## Work to be completed
Reproduce the listing below line for line, character for character, and leave the pictures out of your output.

## Material for this task
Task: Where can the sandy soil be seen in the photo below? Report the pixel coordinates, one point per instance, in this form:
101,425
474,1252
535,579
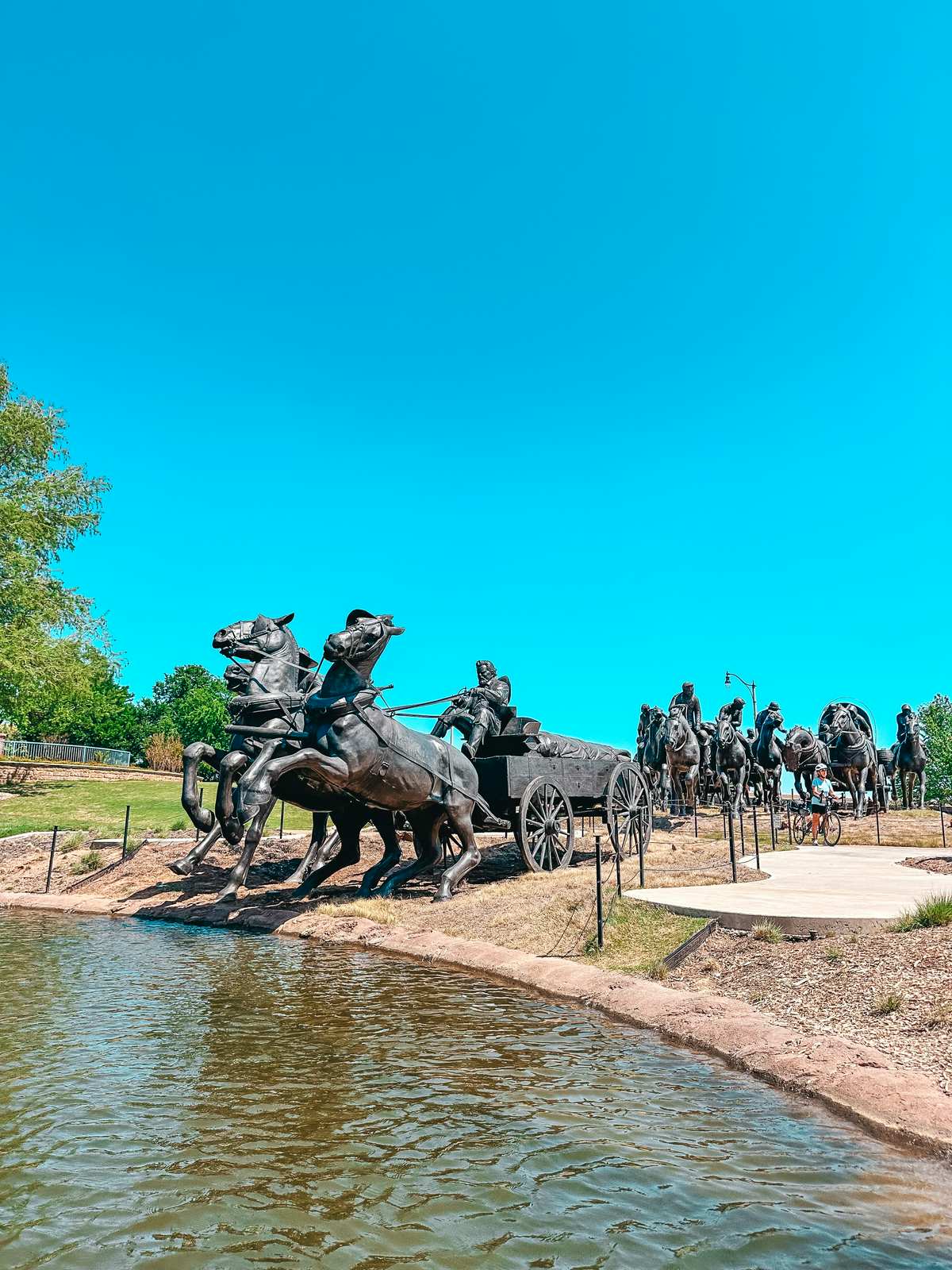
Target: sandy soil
935,864
825,986
837,986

## Correct answer
Task: Where can the sandy soil be seen in the photo below? Report the pixel coordinates, one point per instance, in this form:
101,425
474,1252
535,579
Target: sandy soil
935,864
825,986
837,986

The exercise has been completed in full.